▸ **DOCUMENT SECTION**
==============================

Funding

The Department of Philosophy offers admitted PhD students a five-year financial aid package with an annual stipend, plus tuition and health care benefits. Students must be in good academic standing in the program to receive the aid.

Teaching or research assistantships or fellowships (or a combination of them) provide the stipend. The tuition benefit covers the cost of tuition for up to 14 credits per semester. The health care benefit pays for medical and dental insurance for an academic year.  Various fellowships administered by the Graduate School, and other University programs are available to incoming, intermediate, and advanced students on a competitive basis.

Following the second year, students in good standing receive summer research funding to prepare for their three-paper examination (oral preliminary exam).

Teaching Assistantships

The teaching assistantship is the most common form of support for our graduate students. In their first semester, first-year students typically hold a quarter-time teaching assistantship and a quarter-time departmental fellowship, progressing to a half-time teaching assistantship in their second semester. From the second year on, students who are teaching assistants usually hold half-time appointments. In their capacity as assistants, half-time teaching assistants work approximately 20 hours per week during the term of appointment. As a teaching assistant, students in their first several years of the program conduct discussion sections in an introductory course taught by an instructor or serve as graders for a more advanced course. Advanced students have opportunities to design their own course and teach as graduate student instructors.

Research Assistantships

Some students are appointed as research assistants to assist individual faculty members with their own research endeavors—for example, a book publication or grant research.

Summer Research Fellowships

The Department of Philosophy awards multiple summer research fellowships to graduate students at all levels of study in the program. These are competitive; selections are made by the Department of Philosophy Awards Committee.

==============================

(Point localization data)

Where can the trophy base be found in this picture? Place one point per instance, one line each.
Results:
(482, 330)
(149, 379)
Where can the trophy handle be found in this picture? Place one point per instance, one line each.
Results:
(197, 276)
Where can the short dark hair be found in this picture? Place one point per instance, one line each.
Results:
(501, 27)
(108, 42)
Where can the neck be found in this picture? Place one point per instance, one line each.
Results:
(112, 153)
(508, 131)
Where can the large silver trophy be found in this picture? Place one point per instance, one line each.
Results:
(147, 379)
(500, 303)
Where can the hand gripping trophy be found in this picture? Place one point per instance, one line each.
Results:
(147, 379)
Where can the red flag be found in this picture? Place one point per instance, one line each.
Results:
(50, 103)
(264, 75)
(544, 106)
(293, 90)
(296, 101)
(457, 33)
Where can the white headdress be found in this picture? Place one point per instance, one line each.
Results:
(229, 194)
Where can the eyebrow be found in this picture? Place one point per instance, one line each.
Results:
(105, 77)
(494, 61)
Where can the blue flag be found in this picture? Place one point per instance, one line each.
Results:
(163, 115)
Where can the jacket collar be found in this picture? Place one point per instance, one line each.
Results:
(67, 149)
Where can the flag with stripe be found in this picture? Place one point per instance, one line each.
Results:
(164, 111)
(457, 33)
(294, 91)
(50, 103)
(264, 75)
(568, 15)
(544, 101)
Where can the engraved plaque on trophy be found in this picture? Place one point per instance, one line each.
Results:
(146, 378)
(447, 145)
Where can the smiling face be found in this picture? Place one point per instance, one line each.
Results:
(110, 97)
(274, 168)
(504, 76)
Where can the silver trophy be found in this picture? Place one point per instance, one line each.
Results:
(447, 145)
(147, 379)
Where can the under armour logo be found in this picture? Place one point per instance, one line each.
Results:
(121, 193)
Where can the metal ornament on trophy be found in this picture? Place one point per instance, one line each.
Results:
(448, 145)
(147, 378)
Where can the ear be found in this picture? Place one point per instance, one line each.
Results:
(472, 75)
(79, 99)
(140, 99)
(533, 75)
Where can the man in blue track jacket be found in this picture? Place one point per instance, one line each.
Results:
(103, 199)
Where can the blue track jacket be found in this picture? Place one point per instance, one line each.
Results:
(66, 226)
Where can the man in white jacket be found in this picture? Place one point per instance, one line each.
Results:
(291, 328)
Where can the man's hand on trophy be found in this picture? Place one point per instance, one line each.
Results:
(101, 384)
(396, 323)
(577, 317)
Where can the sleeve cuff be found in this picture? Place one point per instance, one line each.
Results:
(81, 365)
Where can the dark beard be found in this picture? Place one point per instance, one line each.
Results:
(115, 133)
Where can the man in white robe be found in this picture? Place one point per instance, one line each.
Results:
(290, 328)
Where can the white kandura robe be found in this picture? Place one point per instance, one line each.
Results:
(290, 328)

==============================

▸ **SET OF TASKS**
**A.** Answer these questions using the funding text.
(i) Up to how many credits per semester does the tuition benefit cover?
(ii) About how many hours per week do half-time teaching assistants work during their appointment term?
(iii) Who selects the recipients of the summer research fellowships?
**B.** Transcribe the part of the funding text between "The Department of Philosophy offers" and "receive the aid.", inclusive.
**C.** Go on with the funding text from the point where it ends.

▸ **RESULTS BY TASK**
**A.**
(i) Up to 14 credits per semester.
(ii) Approximately 20 hours per week.
(iii) The Department of Philosophy Awards Committee.

**B.**
The Department of Philosophy offers admitted PhD students a five-year financial aid package with an annual stipend, plus tuition and health care benefits. Students must be in good academic standing in the program to receive the aid.

**C.**
Fellowships

Department of Philosophy First-Year Fellowships

The department awards prospective and continuing graduate students fellowships without teaching responsibilities. These fellowships are intended for diversity recruiting and outstanding new students.

Swenson/Kierkegaard Graduate Student Fellowship

This endowment provides a semester of financial support without teaching responsibilities to one or two graduate students at the dissertation writing stage of their career. Lillian Swenson, wife of David Swenson, the Department Chair from 1935-40, founded the endowment, by a bequest in memory of her husband's lifelong dedication to the study of the philosophy of Søren Kierkegaard.

Tom Lapic Fellowship in Philosophy and Social Justice

This endowment provides summer fellowship funds for graduate students pursuing the study of ethics and its relevance to public practice. Tom Lapic, who was committed to social justice, civil liberties, and honesty and integrity in politics, died in the plane crash of October 25, 2002 that claimed the lives of Senator Paul Wellstone, Senator Wellstone's wife and daughter, and two other campaign aides. Trudy Lapic, Tom's wife, founded the endowment to honor her husband's ethical values, beliefs, and ideals. The Graduate School matches the interest on new principal for this fund from its 21st Century Graduate Fellowship Match.

Douglas E. Lewis Fellowship

This fellowship awards a philosophy graduate student who has had a paper accepted for publication in a journal, or a paper submitted to a journal that has been designated as "revise and resubmit." The fellowship was established to honor the service of Douglas E. Lewis who served as a professor of philosophy from 1964-2013. His passion to understand--that special "love of wisdom"--and his committed engagement with philosophical ideas has been a source of intellectual provocation and inspiration to generations of students, both undergraduate and graduate.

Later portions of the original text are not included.